We consider a model with P candidate features. The input matrix X has P columns (i.e. Xp input vectors)
corresponding to the P features, and N rows corresponding to the N observations. 
The vector y is an N-vector that contains the values of the output for each observation.
All Xp vectors and the y vector must be centered before proceeding with the GSO algorithm.

The first iteration of the procedure consists in finding the feature vector that "best explains" the output target,
i.e. which has the smallest angle with the output vector in the N-dimensional space of observations.
To this end, we calculate cos(Xp, y)**2, the square of cosine of the angles between the feature vector and
the target vector. The feature vector for which this quantity is largest is selected.

In order to discard what is already explained by the first selected vector, all P-1 remaining input vectors,
and the output vector, are projected onto the subspace (of dimension N-1) of the selected feature.
Then, in that subspace, the projected input vector that best explains the projected  output is selected,
and the P-2 remaining feature vectors are projected onto the subspace  of the first two ranked vectors.
The procedure is repeated until all P input vectors are ranked.

## Boruta Feature Selection

The Boruta algorithm selects features that are more relevant than random probes. The latter are created by
randomly shuffling each feature of the *existing* observations. Each Xp input vector generates a new "shadow"
input vector (i.e. random probe) that is statistically irrelevant since the values of the feature for each
observation have been randomly permuted. The resulting input matrix X has 2*P columns (and still N rows),
combining the original vectors and the shadow vectors.

All the candidate features are ranked following the GSO procedure described above.
The threshold to discard features is then defined as the highest rank recorded among the shadow features.
When the rank of an original feature is higher than this threshold (i.e. better than a random probe),
it is called a "hit".

____

** TASK TO CARRY OUT **
Can you copy out the part of the feature selection text starting with "input vector (i.e." and going on through "procedure described above.", word for word?

____

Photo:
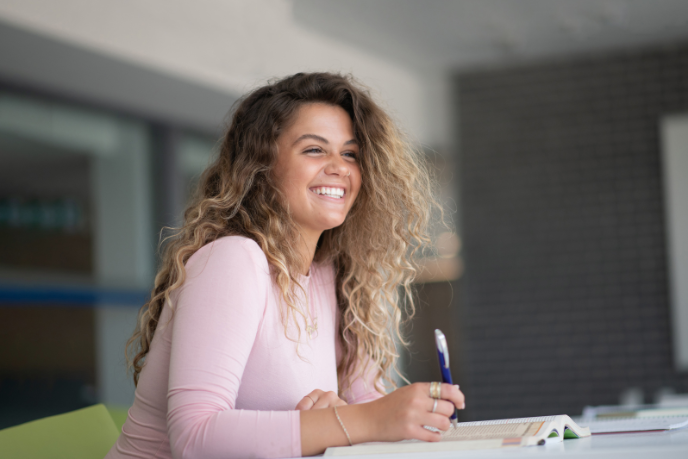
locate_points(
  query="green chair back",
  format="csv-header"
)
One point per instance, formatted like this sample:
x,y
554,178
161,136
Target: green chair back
x,y
88,433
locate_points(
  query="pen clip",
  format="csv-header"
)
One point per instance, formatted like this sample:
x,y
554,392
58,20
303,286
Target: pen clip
x,y
441,342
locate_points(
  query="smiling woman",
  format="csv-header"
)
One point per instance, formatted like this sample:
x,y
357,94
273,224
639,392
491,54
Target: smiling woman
x,y
317,170
307,221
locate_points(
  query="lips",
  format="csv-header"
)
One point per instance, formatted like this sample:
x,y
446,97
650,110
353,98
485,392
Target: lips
x,y
332,192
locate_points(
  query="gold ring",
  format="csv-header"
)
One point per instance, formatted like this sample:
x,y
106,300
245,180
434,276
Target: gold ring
x,y
435,390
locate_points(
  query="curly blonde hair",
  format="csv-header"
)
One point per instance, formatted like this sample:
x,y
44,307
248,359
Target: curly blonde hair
x,y
372,251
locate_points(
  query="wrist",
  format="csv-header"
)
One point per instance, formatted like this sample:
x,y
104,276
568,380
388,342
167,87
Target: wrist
x,y
359,421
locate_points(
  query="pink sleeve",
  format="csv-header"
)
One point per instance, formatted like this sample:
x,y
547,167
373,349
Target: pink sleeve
x,y
217,315
362,388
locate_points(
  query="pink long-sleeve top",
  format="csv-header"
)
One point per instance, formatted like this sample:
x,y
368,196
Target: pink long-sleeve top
x,y
222,378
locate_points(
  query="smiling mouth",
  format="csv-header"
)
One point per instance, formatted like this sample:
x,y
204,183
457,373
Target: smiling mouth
x,y
337,193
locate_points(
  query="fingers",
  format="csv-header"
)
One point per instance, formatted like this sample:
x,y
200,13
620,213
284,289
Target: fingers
x,y
319,399
444,407
453,394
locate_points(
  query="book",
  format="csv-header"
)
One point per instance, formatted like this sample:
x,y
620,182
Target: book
x,y
635,424
638,418
501,433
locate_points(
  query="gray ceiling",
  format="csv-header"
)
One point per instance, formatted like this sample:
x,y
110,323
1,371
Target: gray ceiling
x,y
460,34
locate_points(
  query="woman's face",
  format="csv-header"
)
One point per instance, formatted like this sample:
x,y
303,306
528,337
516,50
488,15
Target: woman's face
x,y
317,167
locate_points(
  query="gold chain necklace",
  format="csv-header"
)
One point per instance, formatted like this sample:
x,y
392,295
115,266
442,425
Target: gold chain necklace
x,y
311,329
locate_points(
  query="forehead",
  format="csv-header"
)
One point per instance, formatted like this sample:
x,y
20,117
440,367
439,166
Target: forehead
x,y
320,118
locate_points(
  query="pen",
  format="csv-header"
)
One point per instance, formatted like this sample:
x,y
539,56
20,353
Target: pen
x,y
443,354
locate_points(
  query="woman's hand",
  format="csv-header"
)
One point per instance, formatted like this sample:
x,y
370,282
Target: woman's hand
x,y
319,399
402,414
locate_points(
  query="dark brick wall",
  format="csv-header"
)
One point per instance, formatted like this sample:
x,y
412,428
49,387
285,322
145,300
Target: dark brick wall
x,y
566,296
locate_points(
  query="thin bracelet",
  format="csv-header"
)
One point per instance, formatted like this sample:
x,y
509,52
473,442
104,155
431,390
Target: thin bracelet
x,y
342,424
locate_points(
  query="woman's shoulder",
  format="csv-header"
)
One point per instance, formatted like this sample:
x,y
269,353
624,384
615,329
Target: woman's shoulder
x,y
231,253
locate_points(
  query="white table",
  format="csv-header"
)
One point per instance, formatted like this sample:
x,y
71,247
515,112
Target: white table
x,y
652,445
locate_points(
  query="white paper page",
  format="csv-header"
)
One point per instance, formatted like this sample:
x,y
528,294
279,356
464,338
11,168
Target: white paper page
x,y
635,424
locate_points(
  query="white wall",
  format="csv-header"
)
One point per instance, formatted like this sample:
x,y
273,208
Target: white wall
x,y
674,130
230,46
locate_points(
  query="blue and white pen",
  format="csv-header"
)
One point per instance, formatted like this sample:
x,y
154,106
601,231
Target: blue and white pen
x,y
443,354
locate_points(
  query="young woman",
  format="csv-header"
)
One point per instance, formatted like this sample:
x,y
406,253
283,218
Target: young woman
x,y
269,331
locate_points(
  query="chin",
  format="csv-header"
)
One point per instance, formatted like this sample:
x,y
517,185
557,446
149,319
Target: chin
x,y
332,223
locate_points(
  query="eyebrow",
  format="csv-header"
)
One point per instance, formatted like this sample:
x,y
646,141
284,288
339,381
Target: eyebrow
x,y
322,139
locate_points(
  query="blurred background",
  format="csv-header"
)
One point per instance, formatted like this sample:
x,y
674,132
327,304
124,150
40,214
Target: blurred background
x,y
558,131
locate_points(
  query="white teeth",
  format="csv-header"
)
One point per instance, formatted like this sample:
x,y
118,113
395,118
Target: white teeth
x,y
331,192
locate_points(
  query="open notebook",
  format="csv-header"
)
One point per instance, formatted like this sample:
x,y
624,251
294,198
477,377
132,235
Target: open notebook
x,y
478,435
639,418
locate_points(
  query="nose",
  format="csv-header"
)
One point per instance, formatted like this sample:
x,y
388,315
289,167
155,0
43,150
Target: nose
x,y
337,166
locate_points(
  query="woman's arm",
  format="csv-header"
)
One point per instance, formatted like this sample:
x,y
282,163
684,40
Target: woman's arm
x,y
400,415
217,316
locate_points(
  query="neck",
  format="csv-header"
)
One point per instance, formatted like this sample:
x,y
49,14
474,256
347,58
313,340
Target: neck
x,y
307,246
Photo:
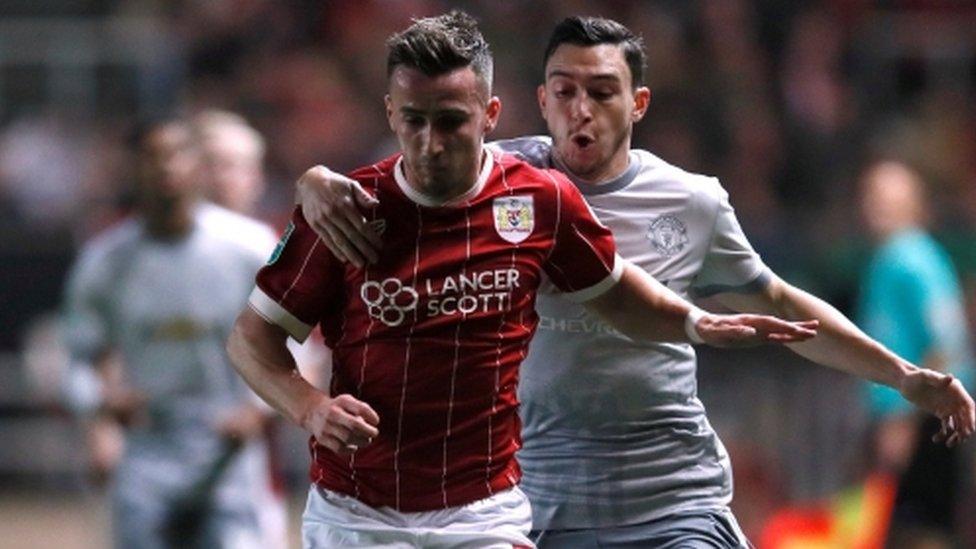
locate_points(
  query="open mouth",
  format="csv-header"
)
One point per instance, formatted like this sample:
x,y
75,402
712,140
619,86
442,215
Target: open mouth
x,y
583,141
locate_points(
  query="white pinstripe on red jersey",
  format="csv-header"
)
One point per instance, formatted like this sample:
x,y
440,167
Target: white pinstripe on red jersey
x,y
446,320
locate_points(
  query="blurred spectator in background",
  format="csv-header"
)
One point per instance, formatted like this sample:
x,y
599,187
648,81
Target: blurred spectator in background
x,y
233,160
161,290
911,301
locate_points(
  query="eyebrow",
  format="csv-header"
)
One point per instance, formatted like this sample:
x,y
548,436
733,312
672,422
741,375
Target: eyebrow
x,y
600,76
439,112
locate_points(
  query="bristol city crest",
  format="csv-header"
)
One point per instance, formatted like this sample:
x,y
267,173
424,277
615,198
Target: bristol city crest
x,y
668,235
514,217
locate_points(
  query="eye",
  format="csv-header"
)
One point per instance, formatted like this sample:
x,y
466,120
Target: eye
x,y
563,92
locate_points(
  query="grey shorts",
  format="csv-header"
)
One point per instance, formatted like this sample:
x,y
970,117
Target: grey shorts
x,y
710,529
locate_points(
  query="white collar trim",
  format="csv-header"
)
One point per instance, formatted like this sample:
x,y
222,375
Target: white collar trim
x,y
487,164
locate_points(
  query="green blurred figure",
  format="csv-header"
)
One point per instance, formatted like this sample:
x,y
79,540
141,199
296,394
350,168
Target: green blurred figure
x,y
911,302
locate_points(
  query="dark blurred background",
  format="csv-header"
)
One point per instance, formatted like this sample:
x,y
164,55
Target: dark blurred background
x,y
783,100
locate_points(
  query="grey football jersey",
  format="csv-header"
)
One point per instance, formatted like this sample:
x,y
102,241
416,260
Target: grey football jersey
x,y
613,430
168,308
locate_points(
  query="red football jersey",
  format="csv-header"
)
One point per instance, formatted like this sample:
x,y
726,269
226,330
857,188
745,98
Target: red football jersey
x,y
432,335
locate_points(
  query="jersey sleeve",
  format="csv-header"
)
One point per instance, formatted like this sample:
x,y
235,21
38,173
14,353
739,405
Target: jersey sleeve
x,y
299,282
730,264
583,262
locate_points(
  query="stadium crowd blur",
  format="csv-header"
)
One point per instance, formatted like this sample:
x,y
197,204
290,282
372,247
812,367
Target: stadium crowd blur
x,y
784,101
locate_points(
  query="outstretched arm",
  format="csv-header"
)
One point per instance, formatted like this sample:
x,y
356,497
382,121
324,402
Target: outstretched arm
x,y
258,351
644,309
842,346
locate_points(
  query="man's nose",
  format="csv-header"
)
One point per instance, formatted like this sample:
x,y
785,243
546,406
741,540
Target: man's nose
x,y
581,108
433,142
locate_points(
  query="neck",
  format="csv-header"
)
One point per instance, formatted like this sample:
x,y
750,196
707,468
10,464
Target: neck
x,y
443,192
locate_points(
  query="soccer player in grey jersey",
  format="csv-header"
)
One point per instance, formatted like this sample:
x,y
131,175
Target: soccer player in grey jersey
x,y
617,449
162,289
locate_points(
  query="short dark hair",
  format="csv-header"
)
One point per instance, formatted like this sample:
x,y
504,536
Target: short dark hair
x,y
438,45
143,127
593,31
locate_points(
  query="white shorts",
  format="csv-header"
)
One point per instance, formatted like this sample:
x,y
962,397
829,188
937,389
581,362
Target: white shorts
x,y
336,520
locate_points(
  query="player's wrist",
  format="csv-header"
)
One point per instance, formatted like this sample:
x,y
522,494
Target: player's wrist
x,y
310,415
691,324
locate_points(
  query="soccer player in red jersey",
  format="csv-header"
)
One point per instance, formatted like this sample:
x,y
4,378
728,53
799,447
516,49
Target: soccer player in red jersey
x,y
415,444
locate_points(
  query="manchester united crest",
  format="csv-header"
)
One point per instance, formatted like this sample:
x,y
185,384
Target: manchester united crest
x,y
514,217
668,235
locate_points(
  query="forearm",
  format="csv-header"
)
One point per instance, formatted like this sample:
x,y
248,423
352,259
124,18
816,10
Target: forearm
x,y
259,353
642,308
839,343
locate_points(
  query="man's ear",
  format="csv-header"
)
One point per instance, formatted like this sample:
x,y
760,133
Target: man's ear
x,y
642,99
492,112
540,94
389,111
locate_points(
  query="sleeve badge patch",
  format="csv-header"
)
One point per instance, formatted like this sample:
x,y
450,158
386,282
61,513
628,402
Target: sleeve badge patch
x,y
514,217
668,235
281,244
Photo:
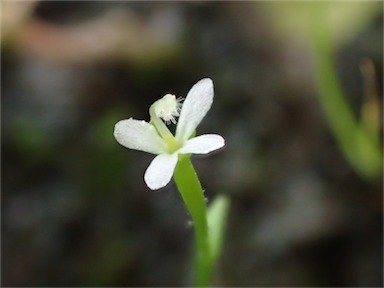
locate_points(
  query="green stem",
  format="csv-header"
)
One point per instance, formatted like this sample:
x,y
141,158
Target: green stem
x,y
190,189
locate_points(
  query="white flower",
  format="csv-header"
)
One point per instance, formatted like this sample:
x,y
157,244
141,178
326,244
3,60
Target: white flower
x,y
157,139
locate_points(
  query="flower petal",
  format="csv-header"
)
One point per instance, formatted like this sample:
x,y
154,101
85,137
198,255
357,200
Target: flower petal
x,y
139,135
160,171
195,107
202,144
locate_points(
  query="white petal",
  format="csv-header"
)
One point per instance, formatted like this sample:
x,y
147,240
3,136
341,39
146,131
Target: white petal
x,y
195,107
160,171
202,144
139,135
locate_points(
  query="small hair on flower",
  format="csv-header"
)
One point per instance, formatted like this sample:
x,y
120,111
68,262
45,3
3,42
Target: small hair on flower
x,y
168,108
155,137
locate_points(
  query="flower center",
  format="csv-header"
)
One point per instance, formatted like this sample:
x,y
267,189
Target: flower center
x,y
168,108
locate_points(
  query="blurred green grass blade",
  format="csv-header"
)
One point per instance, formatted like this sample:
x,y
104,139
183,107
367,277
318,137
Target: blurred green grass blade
x,y
364,155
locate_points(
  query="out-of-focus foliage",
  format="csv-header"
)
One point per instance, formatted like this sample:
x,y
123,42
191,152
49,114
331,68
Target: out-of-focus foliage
x,y
75,209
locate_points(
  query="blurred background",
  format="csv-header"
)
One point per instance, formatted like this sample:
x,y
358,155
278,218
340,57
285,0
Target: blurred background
x,y
75,210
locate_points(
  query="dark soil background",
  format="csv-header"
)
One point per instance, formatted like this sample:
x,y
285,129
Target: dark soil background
x,y
75,210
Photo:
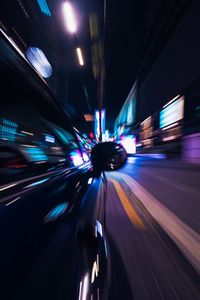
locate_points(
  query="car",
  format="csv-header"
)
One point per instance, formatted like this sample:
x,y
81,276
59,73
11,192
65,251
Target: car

____

** COMPLETE OUTPUT **
input vector (i.e. random probe) that is statistically irrelevant since the values of the feature for each
observation have been randomly permuted. The resulting input matrix X has 2*P columns (and still N rows),
combining the original vectors and the shadow vectors.

All the candidate features are ranked following the GSO procedure described above.